> Task requirements: The lines to find are those in the entries that hold the word "each"; copy every one of them.

-=-=-

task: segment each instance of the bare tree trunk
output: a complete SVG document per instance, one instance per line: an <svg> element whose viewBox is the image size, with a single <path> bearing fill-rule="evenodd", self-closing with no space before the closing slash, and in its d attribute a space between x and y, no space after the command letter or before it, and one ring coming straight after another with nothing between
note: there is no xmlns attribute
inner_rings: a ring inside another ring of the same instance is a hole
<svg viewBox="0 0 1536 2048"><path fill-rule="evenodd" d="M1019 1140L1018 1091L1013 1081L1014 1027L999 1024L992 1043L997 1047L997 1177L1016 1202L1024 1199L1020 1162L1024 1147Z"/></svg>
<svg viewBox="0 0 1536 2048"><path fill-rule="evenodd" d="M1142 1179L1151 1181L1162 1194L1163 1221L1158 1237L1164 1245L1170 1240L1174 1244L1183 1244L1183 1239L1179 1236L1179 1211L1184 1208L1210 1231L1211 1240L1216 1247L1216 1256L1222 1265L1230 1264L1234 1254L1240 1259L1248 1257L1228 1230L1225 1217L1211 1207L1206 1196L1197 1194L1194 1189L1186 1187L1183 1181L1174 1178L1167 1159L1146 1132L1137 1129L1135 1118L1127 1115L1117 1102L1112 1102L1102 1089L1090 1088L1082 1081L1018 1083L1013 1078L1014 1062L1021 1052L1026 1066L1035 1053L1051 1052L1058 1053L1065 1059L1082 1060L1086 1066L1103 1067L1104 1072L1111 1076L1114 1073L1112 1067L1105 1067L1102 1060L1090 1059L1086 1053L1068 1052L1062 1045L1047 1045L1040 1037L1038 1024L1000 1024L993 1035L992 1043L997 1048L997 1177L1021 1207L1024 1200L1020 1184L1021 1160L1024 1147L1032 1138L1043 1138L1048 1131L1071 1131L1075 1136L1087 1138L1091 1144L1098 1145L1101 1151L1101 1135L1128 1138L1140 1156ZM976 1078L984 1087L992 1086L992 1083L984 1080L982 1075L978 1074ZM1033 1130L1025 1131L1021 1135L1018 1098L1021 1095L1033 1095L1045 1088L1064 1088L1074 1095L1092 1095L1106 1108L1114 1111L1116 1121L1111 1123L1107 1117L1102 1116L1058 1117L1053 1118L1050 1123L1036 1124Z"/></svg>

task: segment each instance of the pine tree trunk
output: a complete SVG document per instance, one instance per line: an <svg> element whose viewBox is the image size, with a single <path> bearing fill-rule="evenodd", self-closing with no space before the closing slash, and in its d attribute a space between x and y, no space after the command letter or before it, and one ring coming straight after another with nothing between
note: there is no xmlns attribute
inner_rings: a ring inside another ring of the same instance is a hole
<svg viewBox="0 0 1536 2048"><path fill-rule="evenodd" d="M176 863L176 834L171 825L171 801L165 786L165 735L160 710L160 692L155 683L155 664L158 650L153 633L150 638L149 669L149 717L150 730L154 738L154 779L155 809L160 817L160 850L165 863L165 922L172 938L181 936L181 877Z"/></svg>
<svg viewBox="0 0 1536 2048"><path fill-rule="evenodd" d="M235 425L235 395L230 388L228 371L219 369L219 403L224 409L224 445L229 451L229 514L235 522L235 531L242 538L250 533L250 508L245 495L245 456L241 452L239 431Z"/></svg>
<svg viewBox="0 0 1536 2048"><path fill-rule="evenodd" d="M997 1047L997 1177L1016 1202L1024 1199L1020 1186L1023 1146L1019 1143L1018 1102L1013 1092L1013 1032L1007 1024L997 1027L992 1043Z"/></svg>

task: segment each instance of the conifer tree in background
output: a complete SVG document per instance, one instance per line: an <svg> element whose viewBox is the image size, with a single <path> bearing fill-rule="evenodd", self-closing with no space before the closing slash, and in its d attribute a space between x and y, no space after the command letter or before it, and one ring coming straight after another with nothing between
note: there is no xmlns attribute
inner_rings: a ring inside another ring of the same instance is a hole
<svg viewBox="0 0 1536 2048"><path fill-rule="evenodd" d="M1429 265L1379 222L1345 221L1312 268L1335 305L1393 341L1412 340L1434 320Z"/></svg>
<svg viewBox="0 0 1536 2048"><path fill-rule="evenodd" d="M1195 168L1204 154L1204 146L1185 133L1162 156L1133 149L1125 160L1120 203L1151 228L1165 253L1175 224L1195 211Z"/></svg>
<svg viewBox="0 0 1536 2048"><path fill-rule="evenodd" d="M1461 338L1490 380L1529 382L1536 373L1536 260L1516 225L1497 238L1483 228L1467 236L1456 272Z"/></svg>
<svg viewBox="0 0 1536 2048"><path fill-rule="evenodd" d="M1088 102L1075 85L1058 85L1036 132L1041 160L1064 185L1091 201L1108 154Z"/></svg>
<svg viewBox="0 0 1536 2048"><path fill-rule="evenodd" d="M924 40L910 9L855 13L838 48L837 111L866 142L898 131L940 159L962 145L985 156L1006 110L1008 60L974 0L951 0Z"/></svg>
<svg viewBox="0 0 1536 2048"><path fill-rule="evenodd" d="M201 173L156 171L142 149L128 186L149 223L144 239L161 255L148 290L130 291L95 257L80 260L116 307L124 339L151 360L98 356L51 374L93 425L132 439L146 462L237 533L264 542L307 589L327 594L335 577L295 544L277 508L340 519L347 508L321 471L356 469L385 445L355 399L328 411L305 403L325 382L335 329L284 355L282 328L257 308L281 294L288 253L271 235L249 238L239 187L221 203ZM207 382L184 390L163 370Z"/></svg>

-=-=-

> Result:
task: segment each instance of the bare tree trunk
task: segment each instance of the pine tree trunk
task: segment each instance of the conifer tree in background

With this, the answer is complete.